I'm running a little experiment on a few tests. I'll have to follow up tomorrow to let you know if it works for all of my tests, but so far I'm having luck with it.

For almost all screens: FBSnapshotVerifyView(UIImageView(image: croppedImage), identifier: identifier, perPixelTolerance: 6/256) // tried this number after seeing it higher up in this thread

This fixed most of my failures, but screens that use transparent elements still fail. For screens with transparent elements (where alpha < 1), this is actually passing for me: FBSnapshotVerifyView(UIImageView(image: croppedImage), identifier: identifier, overallTolerance: 0.02)

Again, these successes are based on a very small sampling of tests that are currently passing. Nearly all screens are being verified with the per pixel value, as we don't use a whole lot of transparency. I'll update this post tomorrow when I know whether or not it's a success.

@JustinDSN Unfortunately, I'm going to have to spend more time on this until I know exactly which values are going to work for us.

The per pixel value of 6/256 is working for most screens, but the overall tolerance is giving me problems. It seems like screens that incorporate a transparency or use the fullscreen modal that was new to iOS 13 must be compared using overall tolerance. I've seen the tests pass locally with an overall tolerance value as low as 0.02 but when I run the tests on CI, even 0.25 isn't enough for one particular screen. (For the others, it's fine.) I'm trying a value of 0.30 on CI right now to see what happens. Even if that passes, it's way too high of a threshold to give me any sort of confidence that this is an effective and worthwhile comparison. (Update: It failed at 0.30 too. Just for that particular screen.)

To make things a little more fun, I do have a screen that definitely uses transparency and passes perfectly with a per pixel comparison. It's nearly identical to that one screen that I can't get a passing screenshot comparison on using per pixel or overall tolerance. (Mentioned in the previous paragraph.) Our CI build machine uses an older version of Xcode than I do - which isn't ideal, of course - so maybe that's part of it?

§ JOBS
**A.** List every tolerance value that the snapshot-testing post reports using or trying.
**B.** Write a continuation of the snapshot-testing post, picking up after its final sentence.

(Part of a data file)
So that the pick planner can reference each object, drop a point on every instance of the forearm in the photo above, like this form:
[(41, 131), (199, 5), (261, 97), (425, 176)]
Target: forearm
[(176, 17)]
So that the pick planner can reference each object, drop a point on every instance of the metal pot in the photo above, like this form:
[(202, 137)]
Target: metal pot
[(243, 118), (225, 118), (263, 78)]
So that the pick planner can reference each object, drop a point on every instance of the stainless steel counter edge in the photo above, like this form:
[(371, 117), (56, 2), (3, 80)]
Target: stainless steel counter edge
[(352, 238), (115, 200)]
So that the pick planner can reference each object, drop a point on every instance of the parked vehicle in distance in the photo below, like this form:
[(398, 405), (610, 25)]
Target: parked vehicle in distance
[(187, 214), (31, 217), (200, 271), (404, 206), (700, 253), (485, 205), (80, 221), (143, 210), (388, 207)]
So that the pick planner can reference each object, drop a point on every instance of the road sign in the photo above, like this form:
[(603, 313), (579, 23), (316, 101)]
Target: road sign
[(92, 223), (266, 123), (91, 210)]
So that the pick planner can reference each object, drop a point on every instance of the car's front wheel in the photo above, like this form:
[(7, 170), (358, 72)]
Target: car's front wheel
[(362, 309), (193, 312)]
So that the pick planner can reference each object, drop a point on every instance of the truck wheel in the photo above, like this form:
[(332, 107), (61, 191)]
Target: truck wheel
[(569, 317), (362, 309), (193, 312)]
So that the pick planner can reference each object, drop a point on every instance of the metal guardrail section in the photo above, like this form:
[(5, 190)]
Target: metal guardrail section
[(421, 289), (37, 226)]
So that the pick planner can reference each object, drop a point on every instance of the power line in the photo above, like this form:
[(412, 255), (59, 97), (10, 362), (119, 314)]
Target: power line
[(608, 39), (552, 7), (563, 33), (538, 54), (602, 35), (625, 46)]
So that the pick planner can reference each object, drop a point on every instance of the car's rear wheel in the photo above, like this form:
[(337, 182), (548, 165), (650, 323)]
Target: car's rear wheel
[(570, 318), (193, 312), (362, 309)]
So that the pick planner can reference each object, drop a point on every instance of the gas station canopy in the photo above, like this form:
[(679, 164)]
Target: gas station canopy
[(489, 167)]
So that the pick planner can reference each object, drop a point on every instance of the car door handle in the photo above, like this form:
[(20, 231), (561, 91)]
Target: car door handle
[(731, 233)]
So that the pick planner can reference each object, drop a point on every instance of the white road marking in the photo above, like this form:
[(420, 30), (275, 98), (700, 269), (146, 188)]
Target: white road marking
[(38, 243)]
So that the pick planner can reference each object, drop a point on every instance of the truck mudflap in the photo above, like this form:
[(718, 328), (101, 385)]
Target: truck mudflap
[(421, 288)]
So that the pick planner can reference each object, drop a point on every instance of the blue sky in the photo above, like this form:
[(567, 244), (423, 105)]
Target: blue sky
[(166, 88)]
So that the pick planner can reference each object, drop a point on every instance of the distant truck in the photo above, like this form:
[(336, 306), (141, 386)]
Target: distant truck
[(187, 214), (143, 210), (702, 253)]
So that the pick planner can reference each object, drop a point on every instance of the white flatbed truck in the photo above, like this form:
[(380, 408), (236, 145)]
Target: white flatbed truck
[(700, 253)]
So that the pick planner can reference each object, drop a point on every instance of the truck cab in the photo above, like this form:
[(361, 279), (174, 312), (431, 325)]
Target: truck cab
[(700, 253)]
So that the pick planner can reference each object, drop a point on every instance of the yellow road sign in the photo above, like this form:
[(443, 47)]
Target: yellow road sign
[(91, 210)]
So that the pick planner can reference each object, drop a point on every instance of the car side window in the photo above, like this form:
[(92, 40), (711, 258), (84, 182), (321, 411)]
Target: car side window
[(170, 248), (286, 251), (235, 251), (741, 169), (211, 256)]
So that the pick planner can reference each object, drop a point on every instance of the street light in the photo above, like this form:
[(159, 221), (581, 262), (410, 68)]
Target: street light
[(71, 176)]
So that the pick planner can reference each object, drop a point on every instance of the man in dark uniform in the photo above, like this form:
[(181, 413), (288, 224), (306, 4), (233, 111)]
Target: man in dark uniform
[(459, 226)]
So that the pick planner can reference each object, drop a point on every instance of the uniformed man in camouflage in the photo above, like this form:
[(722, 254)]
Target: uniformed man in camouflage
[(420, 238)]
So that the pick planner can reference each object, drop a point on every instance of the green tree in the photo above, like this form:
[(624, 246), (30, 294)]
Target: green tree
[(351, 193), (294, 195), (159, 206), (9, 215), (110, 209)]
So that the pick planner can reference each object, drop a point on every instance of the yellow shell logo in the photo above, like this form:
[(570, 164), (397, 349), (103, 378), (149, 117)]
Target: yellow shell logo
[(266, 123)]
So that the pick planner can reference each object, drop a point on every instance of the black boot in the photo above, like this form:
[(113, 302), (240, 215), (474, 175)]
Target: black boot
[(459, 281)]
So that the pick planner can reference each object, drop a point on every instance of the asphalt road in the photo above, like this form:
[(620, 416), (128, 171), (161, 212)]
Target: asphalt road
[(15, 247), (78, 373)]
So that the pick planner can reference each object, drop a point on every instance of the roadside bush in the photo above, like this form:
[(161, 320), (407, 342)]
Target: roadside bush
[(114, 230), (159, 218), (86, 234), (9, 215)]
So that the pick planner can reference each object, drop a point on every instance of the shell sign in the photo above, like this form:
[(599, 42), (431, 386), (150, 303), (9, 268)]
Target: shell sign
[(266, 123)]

§ WRITTEN RESPONSES
**A.** 6/256, 0.02, 0.25, 0.30

**B.**
I'm still working with the same small sampling of tests. I'll scale this and update this thread again as soon as I figure out the floor of this overall tolerance threshold and apply it to more tests.

pigeon56 avatar May 06 '20 21:05 pigeon56

OOI does going up from 6/256 also fix your issuesd without having to use an overall tolerance?

samskiter avatar May 11 '20 12:05 samskiter

@samskiter It fixed the problem in some places, but not all. Also, my results are based on images that I took from my machine as the reference images. I don't know if the result would change if my colleague would have recently uploaded a reference image.

Despite some successes with the perPixel screen comparison, I'm just not confident in these tests anymore. I've already spent too much time trying to salvage them, and it's just not sustainable. This is a huge let down because they were really valuable to our organization. In fact, we caught a bug yesterday morning in a screen where the comparison is still working.

Short answer to your question: No. At the very least, screens where some form of transparency is used are definitely going to give you problems with a perPixel tolerance measurement.

pigeon56 avatar May 13 '20 20:05 pigeon56

That's frustrating. We also depend heavily on these!

samskiter avatar May 14 '20 11:05 samskiter

Were folks able to find any solution or workaround for this?

tirodkar avatar Jun 16 '20 23:06 tirodkar

No solution yet to this problem? just add perPixelTolerance: 6 / 256 where transparency, blur, etc. is used? This didn't work for me.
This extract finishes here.